■ AIM 1
From the quotation of James E. Wood in the post on religion and public policy, list every wrong whose denunciation it says may be clearly rooted in one's religious faith.
■ AIM 2
Repeat word for word the part of the post on religion and public policy starting with "Friday, September 15, 2006" and going on through "on their merits.".
-- Start of GIVEN PASSAGE --
Friday, September 15, 2006

Religion and public policy

Now, relative to church participation in public debate, when churches or church leaders choose to enter the public sector to engage in debate on a matter of public policy, they should be admitted to the debate and they should expect to participate in it on the same basis as all other participants. In other words, if churches or church leaders choose to oppose or favor a particular piece of legislation, their opinions should be received on the same basis as the opinions offered by other knowledgeable organizations or persons, and they should be considered on their merits.

By the same token, churches and church leaders should expect the same broad latitude of discussion of their views that conventionally applies to everyone else’s participation in public policy debates. A church can claim access to higher authority on moral questions, but its opinions on the application of those moral questions to specific legislation will inevitably be challenged by and measured against secular-based legislative or political judgments. As James E. Wood observed, “While denunciations of injustice, racism, sexism, and nationalism may be clearly rooted in one’s religious faith, their political applications to legislative remedy and public policy are by no means always clear.”

If it hadn't been the "11th hour," I would have enjoyed the opportunity to think about gay marriage a lot more before deciding whether to support or oppose the particular amendment considered by the legislature. As it was, the reponses I got from my congressman and senators were assuringly rational, if a bit surprising. They agreed that marriage should be between one man and one woman, but that such things ought to be governed by states, not in a federal constitutional amendment. Having been involved in policy making on a very small scale, I think it's interesting to watch a popular idea destroyed because the implementation is all wrong. It's a good thing, certainly, but also a marvel anything ever gets done.

But my reluctance to support the amendment wasn't based on the execution, it was based on the idea itself. And my opposition to the idea was based on the way I thought it was appropriate for goverment to codify religiously based morals. Basically, I've come to believe as Oaks expressed above that religiously informed moral views have every right to be aired, but they are judged on the same basis of every other view. And I thought in this case the only argument I could make was "because God says so," which is a fantastic reason, but one unpersuasive when considered on the same basis as every other view. "On the same basis" means largely for me that science ought to give legitimacy and credibility to a view whenever science has something legitimate and credible to say on that view. The problem is, of course, that science is routinely obscured in favor of pseudo-science marketing crap that makes much stronger conclusions than are warranted. Without science or pseudoscience, the argument often becomes a series of assertions and denials that beg the question.
-- End of GIVEN PASSAGE --
-- Start of INFORMATION PROVIDED --
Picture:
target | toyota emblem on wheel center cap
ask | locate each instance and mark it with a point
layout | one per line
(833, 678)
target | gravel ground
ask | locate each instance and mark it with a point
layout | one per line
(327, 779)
-- End of INFORMATION PROVIDED --
■ TASK ANSWER 1
- injustice
- racism
- sexism
- nationalism

■ TASK ANSWER 2
Friday, September 15, 2006

Religion and public policy

Now, relative to church participation in public debate, when churches or church leaders choose to enter the public sector to engage in debate on a matter of public policy, they should be admitted to the debate and they should expect to participate in it on the same basis as all other participants. In other words, if churches or church leaders choose to oppose or favor a particular piece of legislation, their opinions should be received on the same basis as the opinions offered by other knowledgeable organizations or persons, and they should be considered on their merits.